◆ Passage provided ◆
----------------------------------------
Among the chief early benefactions were the churches of Snitterfield and Haselor; lands at Claverdon, Solihull, Upton, and Lighthorne; a stone house and grounds in Warwick; and the church of St. Clement Danes, London, with certain lands and rents. (fn. 2)
In May, 1280, the king granted for life, with the assent of his brother Edmund, to the bishop of Llandaff to have his inn in the inn of the canons of the order of the Holy Sepulchre of Warwick, which was opposite St. Clements, without the Bar of the New Temple, whenever he came to London. (fn. 3)
The Taxation (fn. 4) of 1291 gave the annual value of the temporalities of the house of St. Sepulchre as £4 3s. The spiritualities then consisted of portions or pensions from the following churches:—St. Nicholas, Warwick, 2s., St. Mary's, Warwick, 6s. 8d., Snitterfield, 13s. 4d., Pillerton, 5s., and Butlers Marston, 13s. 4d.
The prior and canons in 1323 exchanged the advowson of St. Clement Danes and their property in that parish with Walter Stapleton, bishop of Exeter, for eight acres of land at Snitterfield and the appropriation of that church. (fn. 5)
The sheriff of Warwick was ordered in July, 1324, to cause the prior of St. Sepulchre to have seisin of eight acres of land in Hatton, as the king learnt by inquisition taken by the escheator that Joan Mordak, who was hanged for felony, held them of the prior, and that they had been in the king's hands for a year and a day. (fn. 6)
The appropriation of the church of Greetham, Rutland, the advowson of which had been granted to this priory temp. Henry III, was sanctioned in the reign of Edward III. (fn. 7)
----------------------------------------
◆ Dataset extract ◆
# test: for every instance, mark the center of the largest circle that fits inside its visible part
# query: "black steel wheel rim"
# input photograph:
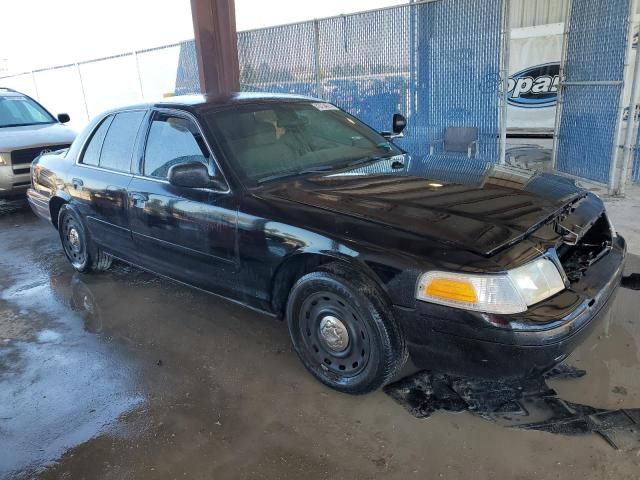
----------------------------------------
◆ Problem set ◆
1. Translate this sentence from the passage on St. Sepulchre's priory in Warwick into Spanish: "The prior and canons in 1323 exchanged the advowson of St. Clement Danes and their property in that parish with Walter Stapleton, bishop of Exeter, for eight acres of land at Snitterfield and the appropriation of that church."
2. Please write the next part of the passage on St. Sepulchre's priory in Warwick, picking up after its final sentence.
The data isn't needed here.

◆ Set of answers ◆
1. En 1323, el prior y los canónigos intercambiaron con Walter Stapleton, obispo de Exeter, el derecho de patronato de St. Clement Danes y sus propiedades en esa parroquia por ocho acres de tierra en Snitterfield y la apropiación de esa iglesia.

2.
The priory was visited by Bishop Giffard in 1269. In 1284 the prior withdrew without reasonable cause, whereupon the bishop appointed brother William de Bereford, one of the canons, to take charge of the priory until his return; the bishop wrote at the same time to the earl of Warwick telling him of the departure of the prior and of the temporary appointment. The sub-prior and other canons were enjoined meanwhile to give obedience to William de Bereford. (fn. 8) In 1285 a mandate from Pope Alexander, addressed generally to archbishops, bishops, abbots, &c., to excommunicate laymen and suspend clerics who laid violent hands on the brothers of St. Sepulchre, Warwick, or carried away their goods, was transcribed in the episcopal registry. (fn. 9) A letter from the bishop to Prior William de Bereford in 1289 appointed Hugh called Tankard to act as his coadjutor. (fn. 10) The priory was again visited by the bishop on 27 January, 1290. (fn. 11) On 25 March, 1290, the bishop wrote to the earl of Warwick, as patron of the priory, acquainting him with the election of brother Hugh de Brekes, formerly canon of Kenilworth, by the brothers, as their prior. (fn. 12)
As the result of a visitation in 1303, the canons were inhibited from alienating their goods as they had been doing. (fn. 13)
The visitation of the priory of St. Sepulchre by the prior of Worcester or his commissaries during the vacancy of the see is recorded on five different occasions in the Sede Vacante register (1301-1435), but nothing was noted worthy of reformation. The mandate for the visitation of 1339 requested that the names of the brethren should be forwarded before the visitation was held. The certificate of the prior and convent of St. Sepulchre showed that their number was then nine, namely:—William de Wilton, prior, William de Wigornia, sub-prior, John de Wigornia, sacrist, and William de Coderugg, Richard de Kyngton, Henry de Wylmeleygton, Richard de Kekyngwych, John de Kyngeslone, and Robert de Coderugg. (fn. 14)
In 1512 Bishop Silvester de Gigliis visited his diocese by commission. The prior and convent of St. Sepulchre refused admission to the vicargeneral, but the official of the court of Canterbury decided against the priory, and submission was made in the following year to the jurisdiction of the vicar-general. (fn. 15)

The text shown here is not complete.